___ DATASET RECORDS
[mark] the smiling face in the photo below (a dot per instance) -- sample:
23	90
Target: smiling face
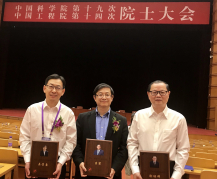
53	95
103	97
158	100
98	147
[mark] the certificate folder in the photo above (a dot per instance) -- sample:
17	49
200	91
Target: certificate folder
154	164
98	157
43	161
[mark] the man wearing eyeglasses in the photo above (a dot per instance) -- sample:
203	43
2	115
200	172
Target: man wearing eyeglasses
98	124
39	124
159	128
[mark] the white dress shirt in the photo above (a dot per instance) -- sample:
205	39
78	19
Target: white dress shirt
166	131
31	129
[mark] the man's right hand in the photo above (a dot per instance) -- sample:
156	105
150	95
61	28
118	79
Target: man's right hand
27	166
137	176
82	169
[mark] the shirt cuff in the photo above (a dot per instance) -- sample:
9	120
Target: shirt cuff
135	169
26	158
176	175
62	159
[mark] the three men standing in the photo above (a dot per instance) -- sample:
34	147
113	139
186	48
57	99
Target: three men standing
156	128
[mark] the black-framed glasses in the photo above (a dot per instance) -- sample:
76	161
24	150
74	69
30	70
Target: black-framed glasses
101	95
57	88
162	93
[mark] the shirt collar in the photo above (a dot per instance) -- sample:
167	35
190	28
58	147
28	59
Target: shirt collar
165	111
57	106
106	114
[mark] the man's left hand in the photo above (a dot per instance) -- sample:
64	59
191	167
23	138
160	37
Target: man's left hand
58	171
111	174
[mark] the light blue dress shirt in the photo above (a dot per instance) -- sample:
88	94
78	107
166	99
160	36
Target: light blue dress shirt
101	125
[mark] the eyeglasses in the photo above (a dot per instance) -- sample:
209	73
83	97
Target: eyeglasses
57	88
101	95
162	93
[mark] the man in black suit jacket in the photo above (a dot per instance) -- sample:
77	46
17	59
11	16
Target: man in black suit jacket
154	163
44	152
87	127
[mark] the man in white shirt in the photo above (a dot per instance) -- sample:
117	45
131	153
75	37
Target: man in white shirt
159	128
36	127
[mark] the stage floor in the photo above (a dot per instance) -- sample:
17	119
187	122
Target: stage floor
21	112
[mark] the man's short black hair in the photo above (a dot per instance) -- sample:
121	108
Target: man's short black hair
100	86
56	76
156	82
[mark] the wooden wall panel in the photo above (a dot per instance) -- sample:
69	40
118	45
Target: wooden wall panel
213	90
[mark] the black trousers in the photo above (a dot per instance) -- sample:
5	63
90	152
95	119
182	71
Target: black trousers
62	175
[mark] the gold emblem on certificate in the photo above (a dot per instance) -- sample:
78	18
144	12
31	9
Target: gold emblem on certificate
98	157
154	164
43	160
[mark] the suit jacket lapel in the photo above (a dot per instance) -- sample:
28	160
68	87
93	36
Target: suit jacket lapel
110	125
92	124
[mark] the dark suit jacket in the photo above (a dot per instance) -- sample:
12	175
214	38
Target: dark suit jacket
101	152
154	166
86	128
42	153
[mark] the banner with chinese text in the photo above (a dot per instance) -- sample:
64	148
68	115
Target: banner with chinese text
109	12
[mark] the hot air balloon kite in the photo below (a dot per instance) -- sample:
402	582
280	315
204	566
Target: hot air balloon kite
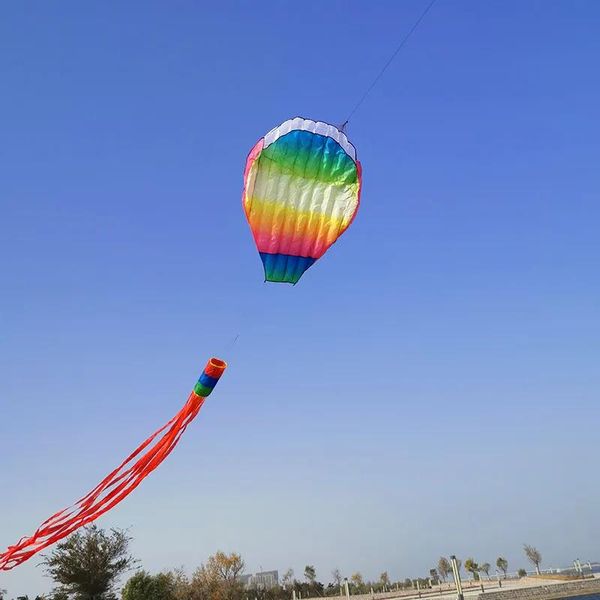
301	192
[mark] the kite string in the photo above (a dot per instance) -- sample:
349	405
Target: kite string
389	62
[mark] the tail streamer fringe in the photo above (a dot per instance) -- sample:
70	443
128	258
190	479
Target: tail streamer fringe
119	483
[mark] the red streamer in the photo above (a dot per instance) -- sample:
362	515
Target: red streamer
109	492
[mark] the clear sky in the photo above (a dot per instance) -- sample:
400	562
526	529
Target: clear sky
429	387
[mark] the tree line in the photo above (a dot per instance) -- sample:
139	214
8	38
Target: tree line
90	564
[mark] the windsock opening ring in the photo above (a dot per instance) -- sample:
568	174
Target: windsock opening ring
215	367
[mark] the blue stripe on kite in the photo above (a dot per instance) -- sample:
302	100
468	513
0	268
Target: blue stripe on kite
207	380
285	267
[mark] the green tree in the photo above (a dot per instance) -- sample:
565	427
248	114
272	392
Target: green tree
444	568
502	564
218	579
143	586
287	578
310	574
88	564
472	567
534	556
357	581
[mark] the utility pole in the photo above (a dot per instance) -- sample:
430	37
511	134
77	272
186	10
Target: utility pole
456	573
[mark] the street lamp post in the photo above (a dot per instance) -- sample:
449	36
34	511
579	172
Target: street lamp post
456	573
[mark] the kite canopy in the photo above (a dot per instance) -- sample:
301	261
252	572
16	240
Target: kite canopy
301	192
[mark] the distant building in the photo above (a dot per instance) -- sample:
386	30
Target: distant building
244	579
262	580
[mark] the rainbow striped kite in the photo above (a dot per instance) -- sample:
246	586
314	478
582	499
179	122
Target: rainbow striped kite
301	192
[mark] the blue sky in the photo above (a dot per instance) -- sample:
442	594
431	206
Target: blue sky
430	387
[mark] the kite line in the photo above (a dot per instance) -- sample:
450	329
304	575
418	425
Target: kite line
389	62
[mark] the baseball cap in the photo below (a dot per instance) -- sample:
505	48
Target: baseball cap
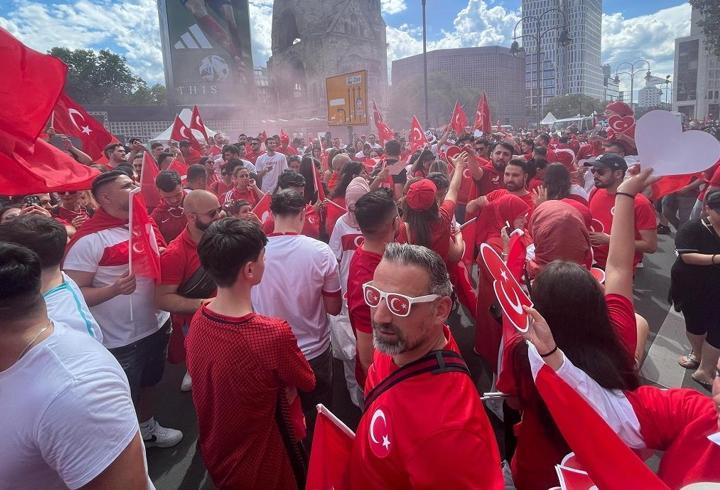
613	161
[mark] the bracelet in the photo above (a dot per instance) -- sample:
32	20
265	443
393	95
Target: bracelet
549	353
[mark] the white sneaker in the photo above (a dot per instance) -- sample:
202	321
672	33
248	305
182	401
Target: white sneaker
186	384
155	435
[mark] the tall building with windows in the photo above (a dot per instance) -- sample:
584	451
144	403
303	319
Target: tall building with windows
696	90
566	68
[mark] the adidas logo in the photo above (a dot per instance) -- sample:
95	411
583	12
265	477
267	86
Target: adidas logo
194	38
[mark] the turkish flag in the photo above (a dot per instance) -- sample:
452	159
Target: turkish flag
416	138
70	118
482	116
147	181
609	462
181	132
330	454
458	121
197	124
29	89
144	252
40	168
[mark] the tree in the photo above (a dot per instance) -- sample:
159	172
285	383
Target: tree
105	78
572	105
710	22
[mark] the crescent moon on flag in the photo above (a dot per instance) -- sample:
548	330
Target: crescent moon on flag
71	113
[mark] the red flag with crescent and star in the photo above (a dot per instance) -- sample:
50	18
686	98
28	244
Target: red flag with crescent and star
482	116
458	121
416	138
182	132
198	124
72	119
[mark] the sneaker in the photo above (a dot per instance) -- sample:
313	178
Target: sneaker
155	435
186	384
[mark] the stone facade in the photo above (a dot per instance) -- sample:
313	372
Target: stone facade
316	39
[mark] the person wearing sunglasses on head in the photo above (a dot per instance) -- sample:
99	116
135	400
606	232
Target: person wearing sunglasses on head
184	284
608	172
424	425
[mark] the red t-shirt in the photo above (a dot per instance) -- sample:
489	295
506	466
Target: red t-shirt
428	431
678	422
240	368
602	208
361	270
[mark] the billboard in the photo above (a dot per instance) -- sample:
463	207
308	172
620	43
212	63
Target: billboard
347	99
206	50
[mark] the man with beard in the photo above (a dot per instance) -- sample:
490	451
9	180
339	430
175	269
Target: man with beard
400	443
184	285
608	171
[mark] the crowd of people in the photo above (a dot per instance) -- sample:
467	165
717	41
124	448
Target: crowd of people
277	257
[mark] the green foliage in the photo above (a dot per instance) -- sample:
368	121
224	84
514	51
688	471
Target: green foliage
710	23
572	105
105	78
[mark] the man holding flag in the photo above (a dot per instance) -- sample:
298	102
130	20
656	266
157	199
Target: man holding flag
116	266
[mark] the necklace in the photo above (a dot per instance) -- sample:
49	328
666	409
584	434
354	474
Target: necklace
30	344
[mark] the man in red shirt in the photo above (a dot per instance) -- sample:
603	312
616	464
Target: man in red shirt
424	424
608	172
185	285
377	216
169	214
246	369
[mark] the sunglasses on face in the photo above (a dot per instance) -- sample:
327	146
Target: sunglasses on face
398	304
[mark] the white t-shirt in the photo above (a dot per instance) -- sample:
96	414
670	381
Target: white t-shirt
277	162
105	253
67	413
66	304
299	270
344	240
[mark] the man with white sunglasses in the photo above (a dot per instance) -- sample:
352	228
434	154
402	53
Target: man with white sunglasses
424	424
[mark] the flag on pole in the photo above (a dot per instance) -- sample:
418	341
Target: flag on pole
458	121
197	124
330	454
72	119
482	116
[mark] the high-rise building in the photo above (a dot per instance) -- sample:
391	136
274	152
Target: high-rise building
696	86
565	67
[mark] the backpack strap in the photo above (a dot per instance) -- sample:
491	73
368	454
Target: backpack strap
435	362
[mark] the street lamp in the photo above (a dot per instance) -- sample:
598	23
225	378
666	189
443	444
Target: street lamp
564	40
633	71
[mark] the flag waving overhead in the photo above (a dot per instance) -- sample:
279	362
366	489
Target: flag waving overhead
458	121
482	116
70	118
197	124
29	89
416	138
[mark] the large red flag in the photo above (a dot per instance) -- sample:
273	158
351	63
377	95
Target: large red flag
70	118
29	90
416	138
39	168
198	124
384	131
330	454
147	181
482	116
144	252
609	462
458	121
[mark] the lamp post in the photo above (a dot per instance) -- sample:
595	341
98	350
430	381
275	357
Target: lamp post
633	71
563	40
427	118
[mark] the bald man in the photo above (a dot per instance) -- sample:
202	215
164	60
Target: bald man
184	285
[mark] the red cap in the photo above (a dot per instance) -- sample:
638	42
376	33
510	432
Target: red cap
421	195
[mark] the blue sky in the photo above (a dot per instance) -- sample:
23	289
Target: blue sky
632	29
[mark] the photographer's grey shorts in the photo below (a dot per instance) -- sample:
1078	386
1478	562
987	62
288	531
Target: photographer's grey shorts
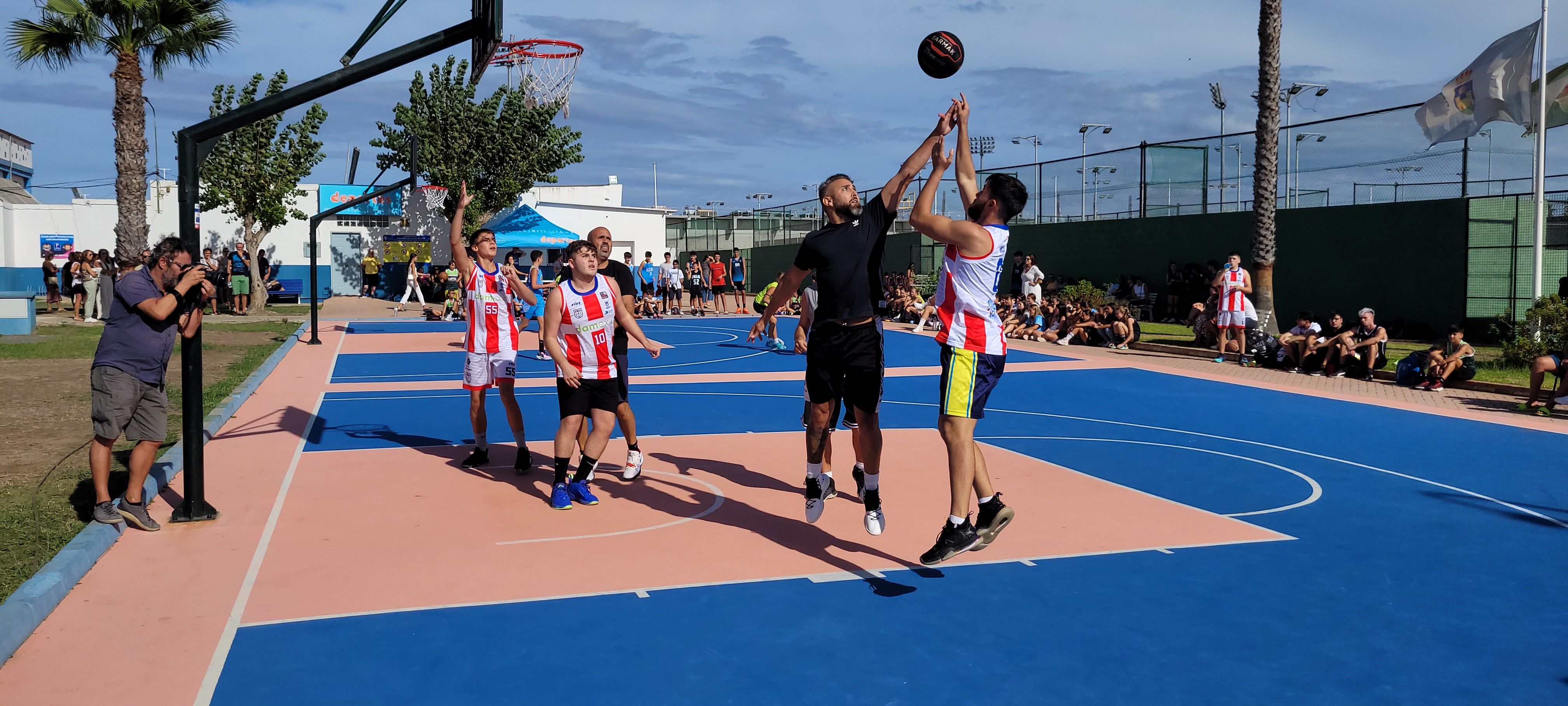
123	404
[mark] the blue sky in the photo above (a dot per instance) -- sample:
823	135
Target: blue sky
741	98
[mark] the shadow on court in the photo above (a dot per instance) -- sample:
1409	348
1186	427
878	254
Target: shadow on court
788	533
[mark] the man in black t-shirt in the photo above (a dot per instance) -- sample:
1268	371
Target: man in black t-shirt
844	354
617	271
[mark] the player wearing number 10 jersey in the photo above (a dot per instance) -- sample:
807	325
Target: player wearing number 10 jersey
492	341
579	324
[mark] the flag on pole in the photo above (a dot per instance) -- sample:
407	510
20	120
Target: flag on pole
1496	87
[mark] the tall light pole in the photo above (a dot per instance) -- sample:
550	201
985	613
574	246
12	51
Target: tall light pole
1036	142
760	198
1219	103
1084	133
982	147
1297	161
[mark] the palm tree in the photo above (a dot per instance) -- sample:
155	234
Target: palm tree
1266	161
131	32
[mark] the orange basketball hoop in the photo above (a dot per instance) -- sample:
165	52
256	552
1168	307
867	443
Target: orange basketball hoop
546	70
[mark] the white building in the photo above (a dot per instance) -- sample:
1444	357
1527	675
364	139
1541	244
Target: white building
344	239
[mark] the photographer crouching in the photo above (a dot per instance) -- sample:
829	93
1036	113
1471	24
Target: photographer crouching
151	303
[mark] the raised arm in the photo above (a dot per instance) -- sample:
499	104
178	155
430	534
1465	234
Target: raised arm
965	165
971	239
460	255
625	319
912	167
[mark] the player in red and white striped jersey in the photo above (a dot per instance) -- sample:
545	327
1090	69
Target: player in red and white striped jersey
492	341
971	339
1235	286
579	324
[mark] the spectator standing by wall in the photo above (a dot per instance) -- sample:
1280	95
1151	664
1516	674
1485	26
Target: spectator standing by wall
51	281
240	278
371	274
1032	280
90	274
129	372
107	274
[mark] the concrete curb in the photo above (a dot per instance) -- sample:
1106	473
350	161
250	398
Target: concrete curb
1475	385
26	609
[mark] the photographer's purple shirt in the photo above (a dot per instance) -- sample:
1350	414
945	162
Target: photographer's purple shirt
134	341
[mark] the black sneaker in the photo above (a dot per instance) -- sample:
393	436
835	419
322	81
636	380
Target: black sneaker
816	500
477	459
992	520
952	542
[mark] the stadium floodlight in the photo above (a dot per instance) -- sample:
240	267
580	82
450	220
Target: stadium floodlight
1084	133
982	145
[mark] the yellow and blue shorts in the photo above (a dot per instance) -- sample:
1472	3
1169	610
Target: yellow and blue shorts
968	380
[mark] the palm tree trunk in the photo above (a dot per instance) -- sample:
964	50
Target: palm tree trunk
131	157
1266	162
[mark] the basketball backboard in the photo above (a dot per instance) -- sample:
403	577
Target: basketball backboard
488	13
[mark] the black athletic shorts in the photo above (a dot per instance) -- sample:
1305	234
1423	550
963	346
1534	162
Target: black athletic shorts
621	376
844	363
589	394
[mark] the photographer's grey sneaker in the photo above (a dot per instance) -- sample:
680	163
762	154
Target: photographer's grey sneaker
137	515
106	514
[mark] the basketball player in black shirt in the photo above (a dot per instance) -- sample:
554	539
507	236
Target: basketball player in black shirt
844	354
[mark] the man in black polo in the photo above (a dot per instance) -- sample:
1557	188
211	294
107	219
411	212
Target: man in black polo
165	295
844	355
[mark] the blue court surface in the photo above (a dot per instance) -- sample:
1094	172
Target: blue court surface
1426	565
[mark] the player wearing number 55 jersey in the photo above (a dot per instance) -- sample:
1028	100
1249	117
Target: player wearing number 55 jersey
______
Nothing outside the span should appear: transcribe the lines from the one containing "[mark] the concrete" through the last line of the records.

[mark] the concrete curb in the photo above (a dot per instance) -- sample:
1106	473
350	161
250	398
Target: concrete curb
1475	385
26	609
[mark] the photographer's purple shirt in the photo above (a dot per instance) -- sample:
1350	414
945	162
Target: photographer's purple shirt
134	341
[mark] the black sneaker in the photo above (a dot per instance) -- sample:
393	436
835	419
322	81
636	380
Target: black sneaker
816	500
477	459
992	520
952	542
[mark] the stadium floodlight in the photo above (a dot per instance) -- sample:
240	267
580	82
450	220
Target: stadium floodlight
1084	133
982	145
[mark] the yellow and blue shorts in the photo above (a dot per instance) -- sample:
1472	3
1169	610
Target: yellow and blue shorts
968	380
[mark] the palm tree trunk in the photo above (a dot per instance) -- sample:
964	50
Target: palm tree trunk
131	157
1266	162
[mark] the basketball backboard in the photo above (a dot per instance) -- sample:
403	577
Target: basketball backboard
488	13
[mark] the black athletic shorts in the photo above (a dot per instance) -- sample:
1305	234
1423	550
963	346
1534	162
Target: black athletic shorts
621	376
844	363
589	394
[mark] the photographer's grey sneaker in the photo above (a dot per instance) -- sample:
680	163
762	154
Target: photographer's grey sneaker
137	515
106	514
[mark] the basketball player in black shirt in the photo above (a dot per instance) -- sample:
554	539
507	236
Target: basketball player in black shirt
844	354
[mark] the man in black polo in the photo above (a dot per instance) -- sample:
1557	188
211	294
107	219
411	212
Target: man in black polo
165	295
844	355
[mark] the blue court surface in the photo above (a dot per instance) -- sample:
1094	172
Target: blue court surface
1426	565
[mark] the player wearing number 55 jersey in the photo above (a dot per instance) -- sample:
1028	100
1249	117
Target: player wearing number 55 jersey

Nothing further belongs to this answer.